Would you repeat each of the lines below exactly?

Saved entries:
★ ★ ★ ★
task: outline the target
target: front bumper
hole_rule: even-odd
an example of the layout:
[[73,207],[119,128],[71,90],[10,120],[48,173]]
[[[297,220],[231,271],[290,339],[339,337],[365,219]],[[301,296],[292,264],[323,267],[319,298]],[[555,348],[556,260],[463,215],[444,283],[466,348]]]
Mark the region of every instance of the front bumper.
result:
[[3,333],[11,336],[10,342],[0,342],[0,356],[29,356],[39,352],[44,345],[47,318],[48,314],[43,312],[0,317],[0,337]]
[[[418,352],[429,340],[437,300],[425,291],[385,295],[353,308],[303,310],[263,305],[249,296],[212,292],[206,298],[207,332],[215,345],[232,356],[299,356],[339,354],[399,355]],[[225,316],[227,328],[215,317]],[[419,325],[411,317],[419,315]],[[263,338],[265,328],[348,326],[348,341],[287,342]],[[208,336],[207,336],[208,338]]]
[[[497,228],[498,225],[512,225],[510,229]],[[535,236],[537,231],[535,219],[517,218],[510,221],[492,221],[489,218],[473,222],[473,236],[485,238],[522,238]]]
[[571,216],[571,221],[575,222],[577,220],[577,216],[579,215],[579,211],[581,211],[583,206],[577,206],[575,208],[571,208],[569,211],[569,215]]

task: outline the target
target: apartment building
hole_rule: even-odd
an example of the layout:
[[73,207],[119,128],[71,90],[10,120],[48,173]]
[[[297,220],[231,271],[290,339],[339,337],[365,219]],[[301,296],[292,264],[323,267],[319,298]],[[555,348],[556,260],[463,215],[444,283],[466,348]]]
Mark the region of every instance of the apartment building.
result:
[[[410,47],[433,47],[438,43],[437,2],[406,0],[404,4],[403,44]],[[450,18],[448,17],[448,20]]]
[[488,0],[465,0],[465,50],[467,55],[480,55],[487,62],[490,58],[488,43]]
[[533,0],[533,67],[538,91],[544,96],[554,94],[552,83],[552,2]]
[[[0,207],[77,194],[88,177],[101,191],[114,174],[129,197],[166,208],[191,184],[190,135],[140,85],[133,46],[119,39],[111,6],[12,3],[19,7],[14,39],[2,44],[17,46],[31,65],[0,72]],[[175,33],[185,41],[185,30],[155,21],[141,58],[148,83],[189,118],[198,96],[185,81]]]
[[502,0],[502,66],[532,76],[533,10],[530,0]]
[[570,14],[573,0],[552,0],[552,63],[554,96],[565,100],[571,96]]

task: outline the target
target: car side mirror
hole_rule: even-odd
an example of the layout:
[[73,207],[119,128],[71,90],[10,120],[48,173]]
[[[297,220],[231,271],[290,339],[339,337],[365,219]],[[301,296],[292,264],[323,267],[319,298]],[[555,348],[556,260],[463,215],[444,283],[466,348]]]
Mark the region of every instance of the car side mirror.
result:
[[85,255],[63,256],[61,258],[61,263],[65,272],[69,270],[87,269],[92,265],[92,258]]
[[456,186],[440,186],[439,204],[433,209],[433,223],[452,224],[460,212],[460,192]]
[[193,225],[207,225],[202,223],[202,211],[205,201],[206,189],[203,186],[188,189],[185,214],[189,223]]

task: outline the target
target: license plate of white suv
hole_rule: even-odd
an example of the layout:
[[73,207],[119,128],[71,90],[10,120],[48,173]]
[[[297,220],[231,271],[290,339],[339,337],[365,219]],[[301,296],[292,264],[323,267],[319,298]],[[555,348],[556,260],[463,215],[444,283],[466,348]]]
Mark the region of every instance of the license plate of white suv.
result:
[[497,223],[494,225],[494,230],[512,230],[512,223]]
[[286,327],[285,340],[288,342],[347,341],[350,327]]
★ ★ ★ ★
> RESULT BELOW:
task: outline the target
target: front bumper
hole_rule: even-odd
an example of the layout:
[[73,207],[119,128],[71,90],[10,120],[48,173]]
[[[297,220],[231,271],[290,339],[339,337],[365,219]],[[301,296],[292,264],[323,267],[319,298]],[[555,348],[556,260],[463,215],[444,283],[466,348]]]
Mark the region of every instance of the front bumper.
result:
[[3,333],[11,336],[10,342],[0,342],[0,356],[29,356],[39,352],[44,345],[47,318],[48,314],[43,312],[0,317],[0,337]]
[[[418,352],[429,340],[437,300],[425,291],[385,295],[353,308],[303,310],[263,305],[249,296],[212,292],[206,298],[207,332],[215,345],[232,356],[299,356],[339,354],[399,355]],[[225,316],[227,328],[215,317]],[[419,325],[411,317],[419,315]],[[263,338],[265,328],[348,326],[348,341],[287,342]],[[208,336],[207,336],[208,338]]]
[[[497,228],[498,225],[512,225],[510,229]],[[535,236],[537,231],[535,219],[517,218],[510,221],[492,221],[489,218],[473,222],[473,236],[485,238],[522,238]]]
[[571,216],[571,221],[575,222],[577,220],[577,216],[579,215],[579,211],[581,211],[583,206],[577,206],[575,208],[571,208],[569,211],[569,215]]

task: outline the target
target: apartment building
hole_rule: even-odd
an example of the layout:
[[73,207],[119,128],[71,90],[10,120],[48,173]]
[[[297,220],[231,271],[290,339],[339,337],[365,219]],[[301,296],[292,264],[323,267],[319,298]],[[555,348],[556,260],[463,215],[444,283],[466,348]]]
Mark the region of every instance of the apartment building.
result:
[[[410,47],[433,47],[438,43],[437,2],[406,0],[404,4],[403,44]],[[450,18],[448,17],[448,20]]]
[[488,0],[465,0],[465,50],[467,55],[480,55],[487,62],[490,58],[488,43]]
[[533,0],[533,67],[538,91],[544,96],[554,94],[552,83],[552,2]]
[[[0,207],[77,194],[88,177],[101,191],[114,174],[129,197],[166,208],[191,184],[190,135],[140,85],[133,46],[119,39],[111,6],[12,3],[19,7],[14,39],[2,44],[17,46],[31,65],[0,72]],[[175,33],[185,41],[185,30],[155,21],[141,58],[148,83],[189,118],[198,96],[185,81]]]
[[502,0],[502,66],[532,76],[533,10],[530,0]]
[[570,14],[573,0],[552,0],[552,63],[554,96],[565,100],[571,96]]

task: outline the target
target: car side mirror
hole_rule: even-odd
an example of the layout:
[[73,207],[119,128],[71,90],[10,120],[48,173]]
[[[297,220],[231,271],[290,339],[339,337],[365,219]],[[301,296],[292,264],[323,267],[319,298]],[[555,348],[556,260],[463,215],[444,283],[466,348]]]
Mark the region of every instance of the car side mirror.
result:
[[85,255],[63,256],[61,258],[61,263],[65,272],[69,270],[87,269],[92,265],[92,258]]
[[456,186],[440,186],[439,204],[433,209],[433,223],[452,224],[460,212],[460,192]]
[[193,225],[207,225],[202,223],[202,211],[205,201],[206,189],[203,186],[188,189],[185,214],[189,223]]

task: outline the target
target: license plate of white suv
hole_rule: even-odd
an example of the layout:
[[73,207],[119,128],[71,90],[10,120],[48,173]]
[[[297,220],[231,271],[290,339],[339,337],[365,219]],[[301,296],[292,264],[323,267],[319,298]],[[555,348],[556,260],[463,215],[444,283],[466,348]]]
Mark the region of every instance of the license plate of white suv.
result:
[[497,223],[494,225],[494,230],[512,230],[512,223]]
[[286,327],[285,340],[288,342],[347,341],[350,327]]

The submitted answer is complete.